:: Task ::
Render all of the records below as a two-column CSV with the headers "prompt" and "response", one row per request. Put each request's text and its answer in a single quoted field, with line breaks replaced by spaces.

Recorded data
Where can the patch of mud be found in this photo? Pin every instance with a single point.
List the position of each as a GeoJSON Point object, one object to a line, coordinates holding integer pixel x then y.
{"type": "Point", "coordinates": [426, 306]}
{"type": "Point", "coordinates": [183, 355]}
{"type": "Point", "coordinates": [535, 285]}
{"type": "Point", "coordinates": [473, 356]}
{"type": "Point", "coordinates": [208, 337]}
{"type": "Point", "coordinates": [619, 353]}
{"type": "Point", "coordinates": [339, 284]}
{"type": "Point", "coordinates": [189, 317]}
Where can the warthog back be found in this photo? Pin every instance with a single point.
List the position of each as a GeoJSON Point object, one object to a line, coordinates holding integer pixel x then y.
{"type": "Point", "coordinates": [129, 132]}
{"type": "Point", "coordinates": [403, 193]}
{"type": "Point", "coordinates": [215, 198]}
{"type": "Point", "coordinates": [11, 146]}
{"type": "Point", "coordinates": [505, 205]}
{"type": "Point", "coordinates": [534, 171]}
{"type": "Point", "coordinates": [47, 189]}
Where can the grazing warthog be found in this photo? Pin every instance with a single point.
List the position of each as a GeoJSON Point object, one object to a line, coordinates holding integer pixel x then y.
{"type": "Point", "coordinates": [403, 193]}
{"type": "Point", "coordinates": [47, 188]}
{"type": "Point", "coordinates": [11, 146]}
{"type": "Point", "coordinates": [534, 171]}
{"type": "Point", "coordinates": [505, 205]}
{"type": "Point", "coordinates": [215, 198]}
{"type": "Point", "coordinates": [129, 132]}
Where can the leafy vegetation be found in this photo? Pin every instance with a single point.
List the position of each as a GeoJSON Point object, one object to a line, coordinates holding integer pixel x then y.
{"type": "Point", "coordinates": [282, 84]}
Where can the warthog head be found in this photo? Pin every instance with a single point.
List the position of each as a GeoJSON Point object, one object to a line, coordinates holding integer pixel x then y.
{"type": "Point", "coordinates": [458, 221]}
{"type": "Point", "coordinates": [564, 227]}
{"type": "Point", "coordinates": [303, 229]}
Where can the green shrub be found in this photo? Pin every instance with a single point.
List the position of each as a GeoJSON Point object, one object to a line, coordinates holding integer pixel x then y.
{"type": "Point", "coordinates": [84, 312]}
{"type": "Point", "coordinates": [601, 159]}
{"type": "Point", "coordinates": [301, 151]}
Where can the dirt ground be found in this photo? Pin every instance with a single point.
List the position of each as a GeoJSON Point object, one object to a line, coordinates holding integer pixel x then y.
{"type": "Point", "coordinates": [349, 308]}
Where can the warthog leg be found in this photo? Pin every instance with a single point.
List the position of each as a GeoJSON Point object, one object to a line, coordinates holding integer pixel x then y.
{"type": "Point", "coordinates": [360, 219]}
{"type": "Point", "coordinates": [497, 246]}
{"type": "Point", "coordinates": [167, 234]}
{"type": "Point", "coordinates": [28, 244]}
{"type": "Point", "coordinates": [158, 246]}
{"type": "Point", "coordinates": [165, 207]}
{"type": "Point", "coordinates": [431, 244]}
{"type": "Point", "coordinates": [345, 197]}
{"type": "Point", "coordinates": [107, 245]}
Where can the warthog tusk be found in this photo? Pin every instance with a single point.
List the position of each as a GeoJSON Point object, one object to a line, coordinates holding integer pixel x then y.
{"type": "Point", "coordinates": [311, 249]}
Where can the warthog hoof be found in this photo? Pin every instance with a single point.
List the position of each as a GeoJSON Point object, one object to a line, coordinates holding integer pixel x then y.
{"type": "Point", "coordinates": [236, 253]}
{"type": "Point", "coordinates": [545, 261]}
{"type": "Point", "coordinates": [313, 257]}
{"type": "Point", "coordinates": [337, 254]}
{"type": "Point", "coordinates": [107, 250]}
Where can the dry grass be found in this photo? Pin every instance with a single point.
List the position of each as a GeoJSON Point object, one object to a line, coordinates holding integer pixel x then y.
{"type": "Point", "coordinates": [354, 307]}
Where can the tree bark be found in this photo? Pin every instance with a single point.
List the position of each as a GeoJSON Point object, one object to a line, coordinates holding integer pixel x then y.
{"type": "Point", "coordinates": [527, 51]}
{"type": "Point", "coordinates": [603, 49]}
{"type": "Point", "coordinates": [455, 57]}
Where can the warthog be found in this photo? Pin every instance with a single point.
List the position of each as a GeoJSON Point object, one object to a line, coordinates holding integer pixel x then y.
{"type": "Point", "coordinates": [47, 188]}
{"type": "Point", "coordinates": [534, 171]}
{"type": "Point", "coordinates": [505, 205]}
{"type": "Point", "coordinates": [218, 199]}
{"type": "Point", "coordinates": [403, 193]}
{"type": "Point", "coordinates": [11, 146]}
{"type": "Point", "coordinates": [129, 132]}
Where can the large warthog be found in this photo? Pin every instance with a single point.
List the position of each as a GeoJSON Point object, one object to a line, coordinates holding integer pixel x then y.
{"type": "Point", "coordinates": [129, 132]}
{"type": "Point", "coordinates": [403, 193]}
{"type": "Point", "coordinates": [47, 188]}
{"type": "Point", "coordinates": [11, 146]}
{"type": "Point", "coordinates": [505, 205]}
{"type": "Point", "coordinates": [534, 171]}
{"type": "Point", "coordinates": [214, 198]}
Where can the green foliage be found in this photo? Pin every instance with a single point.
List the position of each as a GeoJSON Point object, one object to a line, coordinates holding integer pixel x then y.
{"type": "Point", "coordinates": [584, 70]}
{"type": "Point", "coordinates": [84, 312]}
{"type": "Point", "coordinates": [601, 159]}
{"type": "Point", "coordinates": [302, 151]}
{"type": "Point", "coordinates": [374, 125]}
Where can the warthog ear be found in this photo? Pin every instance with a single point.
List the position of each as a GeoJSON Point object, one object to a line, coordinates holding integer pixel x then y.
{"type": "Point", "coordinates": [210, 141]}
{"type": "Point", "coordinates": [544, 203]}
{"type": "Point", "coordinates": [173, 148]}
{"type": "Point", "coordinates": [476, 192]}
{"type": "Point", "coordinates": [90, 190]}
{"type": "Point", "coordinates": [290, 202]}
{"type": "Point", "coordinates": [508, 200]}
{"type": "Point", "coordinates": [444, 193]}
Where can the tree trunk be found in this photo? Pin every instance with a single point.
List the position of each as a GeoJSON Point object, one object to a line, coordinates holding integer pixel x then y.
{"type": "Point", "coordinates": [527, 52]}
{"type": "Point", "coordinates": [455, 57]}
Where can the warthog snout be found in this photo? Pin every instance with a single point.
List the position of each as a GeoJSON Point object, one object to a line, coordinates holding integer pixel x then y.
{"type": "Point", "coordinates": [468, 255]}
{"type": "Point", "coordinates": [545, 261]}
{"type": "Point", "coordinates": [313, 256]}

:: Response to the task ::
prompt,response
"Where can the patch of mud be found in this photo? Pin every instance with a single point. List the position of each as a GeoJSON Point object, one object to a line, coordinates holding integer pixel x then y.","{""type"": ""Point"", ""coordinates"": [426, 306]} {""type"": ""Point"", ""coordinates"": [183, 355]} {""type"": ""Point"", ""coordinates"": [535, 285]} {""type"": ""Point"", ""coordinates"": [473, 356]} {""type"": ""Point"", ""coordinates"": [208, 337]} {""type"": ""Point"", ""coordinates"": [619, 353]} {""type"": ""Point"", ""coordinates"": [339, 284]} {""type"": ""Point"", ""coordinates"": [189, 317]}"
"Where can the warthog back be found in this photo? Pin every instance with a single point. List the position of each as a GeoJSON Point object, one object to a line, coordinates holding integer pixel x then y.","{""type"": ""Point"", ""coordinates"": [129, 132]} {""type"": ""Point"", ""coordinates"": [403, 193]} {""type"": ""Point"", ""coordinates"": [215, 198]} {""type"": ""Point"", ""coordinates"": [11, 146]} {""type"": ""Point"", ""coordinates"": [505, 205]} {""type"": ""Point"", ""coordinates"": [534, 171]} {""type"": ""Point"", ""coordinates"": [47, 189]}"
"Where can the grazing warthog be found in this photo? Pin every instance with a single point. List the position of each as a GeoJSON Point object, one object to a line, coordinates holding integer pixel x then y.","{""type"": ""Point"", ""coordinates"": [403, 193]} {""type"": ""Point"", ""coordinates"": [47, 188]} {""type"": ""Point"", ""coordinates"": [11, 146]} {""type"": ""Point"", ""coordinates"": [534, 171]} {""type"": ""Point"", ""coordinates"": [505, 205]} {""type"": ""Point"", ""coordinates"": [215, 198]} {""type"": ""Point"", ""coordinates"": [129, 132]}"
"Where can the leafy vegetation be found in this photo? Pin every instance with a single point. List the position of each as a GeoJSON Point object, one object to a line, coordinates holding integer pixel x then y.","{""type"": ""Point"", ""coordinates"": [282, 84]}"
"Where can the warthog head be found in this photo? Pin every instance with a single point. List the position of each as a GeoJSON Point object, one object to a line, coordinates holding integer pixel x then y.","{""type"": ""Point"", ""coordinates"": [458, 221]} {""type"": ""Point"", ""coordinates"": [564, 227]} {""type"": ""Point"", ""coordinates"": [303, 229]}"
"Where can the green shrub be found in this photo? Pin every instance with a single point. List the position of each as a GeoJSON Point object, one object to a line, coordinates holding integer pixel x then y.","{""type"": ""Point"", ""coordinates"": [84, 312]} {""type"": ""Point"", ""coordinates"": [601, 159]} {""type"": ""Point"", ""coordinates"": [301, 151]}"
"Where can the dirt ground be found in this photo? Pin every instance with a single point. List the position of each as a GeoJSON Point object, one object to a line, coordinates holding integer pixel x then y.","{""type"": ""Point"", ""coordinates"": [349, 308]}"
"Where can the warthog leg be found in this photo? Pin every instance with a single point. List the position of each as a GeoJSON Point object, one object to a line, coordinates holding integer pixel x then y.","{""type"": ""Point"", ""coordinates"": [360, 219]} {""type"": ""Point"", ""coordinates"": [497, 246]} {""type"": ""Point"", ""coordinates"": [167, 234]} {""type"": ""Point"", ""coordinates"": [28, 244]} {""type"": ""Point"", ""coordinates"": [158, 246]} {""type"": ""Point"", ""coordinates"": [165, 207]} {""type"": ""Point"", ""coordinates"": [431, 244]} {""type"": ""Point"", ""coordinates"": [345, 197]} {""type"": ""Point"", ""coordinates"": [107, 245]}"
"Where can the warthog tusk be found in this photo? Pin every instance with a single point. List the position of each as a GeoJSON Point object, one object to a line, coordinates holding integer pixel x then y.","{""type"": ""Point"", ""coordinates"": [311, 249]}"
"Where can the warthog hoof be found in this photo? Pin every instance with a single point. List the position of each as a GeoJSON Point object, one object to a line, coordinates holding integer pixel x then y.","{""type"": ""Point"", ""coordinates"": [236, 253]} {""type"": ""Point"", ""coordinates"": [545, 261]} {""type"": ""Point"", ""coordinates"": [313, 257]} {""type"": ""Point"", ""coordinates"": [337, 254]} {""type"": ""Point"", ""coordinates"": [107, 250]}"
"Where can the dry grass be found in this photo? Pin every instance with a single point. List the position of each as a GeoJSON Point object, one object to a line, coordinates holding integer pixel x then y.","{""type"": ""Point"", ""coordinates"": [354, 307]}"
"Where can the tree bark be found in this photo? Pin every instance with a single point. List the position of each as a GeoJSON Point object, one object to a line, coordinates holding integer pixel x then y.","{""type"": ""Point"", ""coordinates"": [527, 51]} {""type"": ""Point"", ""coordinates"": [603, 49]} {""type"": ""Point"", ""coordinates"": [455, 57]}"
"Where can the warthog be found in this photo? Pin every instance with a single point. List the position of each as a GeoJSON Point object, one object to a line, coordinates holding integer pixel x then y.","{""type"": ""Point"", ""coordinates"": [47, 188]} {""type"": ""Point"", ""coordinates"": [534, 171]} {""type"": ""Point"", ""coordinates"": [505, 205]} {""type"": ""Point"", ""coordinates"": [218, 199]} {""type"": ""Point"", ""coordinates"": [403, 193]} {""type"": ""Point"", ""coordinates"": [11, 146]} {""type"": ""Point"", ""coordinates"": [129, 132]}"
"Where can the large warthog be found in this photo? Pin every instance with a single point. List the position of each as a GeoJSON Point object, one object to a line, coordinates holding integer pixel x then y.","{""type"": ""Point"", ""coordinates"": [129, 132]} {""type"": ""Point"", ""coordinates"": [403, 193]} {""type"": ""Point"", ""coordinates"": [47, 188]} {""type"": ""Point"", ""coordinates"": [11, 146]} {""type"": ""Point"", ""coordinates"": [505, 205]} {""type"": ""Point"", ""coordinates"": [534, 171]} {""type"": ""Point"", ""coordinates"": [214, 198]}"
"Where can the green foliage be found in this photo? Pin every instance with a single point. List the position of each as a GeoJSON Point object, one object to a line, coordinates holding integer pixel x then y.","{""type"": ""Point"", ""coordinates"": [584, 70]} {""type"": ""Point"", ""coordinates"": [84, 312]} {""type"": ""Point"", ""coordinates"": [601, 159]} {""type"": ""Point"", ""coordinates"": [302, 151]} {""type"": ""Point"", ""coordinates"": [374, 125]}"
"Where can the warthog ear be found in this photo? Pin every instance with a single point. List the position of each as a GeoJSON Point object, one object to a line, coordinates holding integer pixel x then y.","{""type"": ""Point"", ""coordinates"": [210, 141]} {""type"": ""Point"", ""coordinates"": [544, 203]} {""type"": ""Point"", ""coordinates"": [173, 148]} {""type"": ""Point"", ""coordinates"": [476, 192]} {""type"": ""Point"", ""coordinates"": [90, 190]} {""type"": ""Point"", ""coordinates"": [290, 202]} {""type"": ""Point"", ""coordinates"": [508, 200]} {""type"": ""Point"", ""coordinates"": [444, 193]}"
"Where can the tree trunk be found in this photo? Pin every instance with a single point. List the position of each as a GeoJSON Point object, one object to a line, coordinates holding integer pixel x then y.","{""type"": ""Point"", ""coordinates"": [527, 52]} {""type"": ""Point"", ""coordinates"": [455, 57]}"
"Where can the warthog snout be found in this photo? Pin every instance with a single point. List the position of each as a GeoJSON Point object, one object to a line, coordinates holding integer pixel x then y.","{""type"": ""Point"", ""coordinates"": [468, 255]} {""type"": ""Point"", ""coordinates"": [545, 261]} {""type"": ""Point"", ""coordinates"": [313, 256]}"